Extracted text
ColumnistsGolden Years

America’s Exploding Drug Culture

By Harold Miller

Drug abuseWe as a nation have lost the war on illicit drugs. Our government has failed in its primary responsibility to defend us from this criminal activity within and outside our borders.

The highest form of criminal activity are the drug dealers who prey on the weak and seem to have a free hand in most of the cities in our country. Now, in the 21st century, we have added failure from within — big Pharma is largely responsible for the opioid crisis that cripples the nation.

Chicago, the third largest city in the country, is completely non-functional as far as law and order is concerned. The governor of Illinois and Chicago’s mayor appear to be out to lunch, as well as the police force — all standing by while hordes of gangsters take over the streets.

Quoting from a recent Wall Street Journal article, “An estimated 3,000 young men in the Windy City are at especially high risk of becoming perpetuators or victims of violence. They are typically high-school dropouts with some sort of prison record who see their future prospects limited to gang members and street corner drug ‘entrepreneurs.’ The percentage of these gangsters ever being caught and prosecuted are in the single digit numbers.”

We spend half the year in North Palm Beach, Fla. Just south of us is the city of Rivera Beach on Route 1. We have to drive through it to get to Palm Beach — but never at night. This city is the unofficial dope dealing headquarters of South Florida. Most of the supply comes from Mexico, South America and Cuba through borders that are paper thin. Everyone knows that you can buy drugs on any street corner at any time both day and night and even though the streets are well patrolled by police cars due to the high crime rate, no drug dealers ever seem to be arrested – much less prosecuted. Every once in awhile an article will appear in the Palm Beach Post about “Cracking down on the drug dealers in Riviera Beach” but nothing ever seems to happen.

The recently published book ‘Dopesick’ by Beth Macy reveals the emotional devastation of opioid addiction, which is staggering.  She describes the “perfect storm” that fueled the epidemic: “the collapse of work followed by the rise in disability followed by the flood of painkillers pushed by the rapacious pharmaceutical companies.

Information given

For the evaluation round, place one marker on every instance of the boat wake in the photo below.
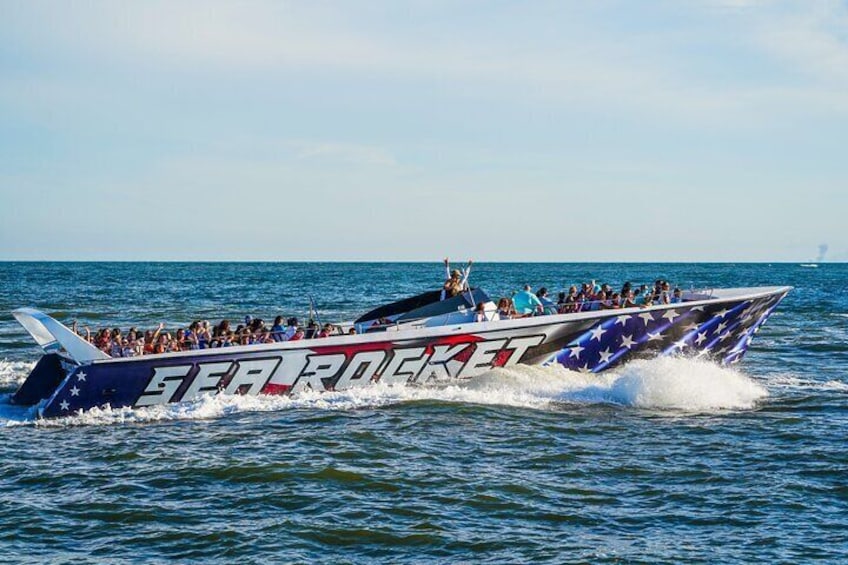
(669, 384)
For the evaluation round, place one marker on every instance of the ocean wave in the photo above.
(664, 384)
(13, 373)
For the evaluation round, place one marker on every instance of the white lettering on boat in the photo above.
(206, 380)
(163, 384)
(303, 370)
(251, 376)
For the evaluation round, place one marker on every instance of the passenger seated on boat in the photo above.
(222, 329)
(278, 332)
(526, 303)
(601, 302)
(548, 306)
(291, 328)
(665, 293)
(456, 281)
(505, 310)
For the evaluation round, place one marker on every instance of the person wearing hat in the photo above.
(456, 281)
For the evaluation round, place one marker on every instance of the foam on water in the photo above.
(665, 384)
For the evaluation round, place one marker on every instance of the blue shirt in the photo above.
(526, 302)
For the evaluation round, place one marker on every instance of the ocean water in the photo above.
(666, 460)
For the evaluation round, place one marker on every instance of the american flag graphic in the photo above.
(721, 332)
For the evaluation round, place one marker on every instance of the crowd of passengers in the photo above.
(201, 335)
(589, 297)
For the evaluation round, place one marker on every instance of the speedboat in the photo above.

Work to complete
A. Summarize the drug culture column in two sentences.
B. Based on the drug culture column, answer yes or no to each statement and quote the words of the column that decide it: (i) most of the drug supply in the Florida city comes from Mexico, South America and Cuba; (ii) the writer drives through that city at night to reach Palm Beach; (iii) Chicago is called the second largest city in the country.
C. Please print the part of the drug culture column between "Drug abuseWe as" and "outside our borders.", inclusive.

Answers below
A. The column says the nation has lost the war on illicit drugs, with the government failing to defend against drug dealers and big Pharma largely responsible for the opioid crisis. It describes Chicago as non-functional in law and order while gangsters take over the streets, and a city near North Palm Beach as the unofficial dope dealing headquarters of South Florida, where dealers never seem to be arrested.

B.
(i) Yes: "Most of the supply comes from Mexico, South America and Cuba through borders that are paper thin."
(ii) No: "We have to drive through it to get to Palm Beach — but never at night."
(iii) No: "Chicago, the third largest city in the country"

C.
Drug abuseWe as a nation have lost the war on illicit drugs. Our government has failed in its primary responsibility to defend us from this criminal activity within and outside our borders.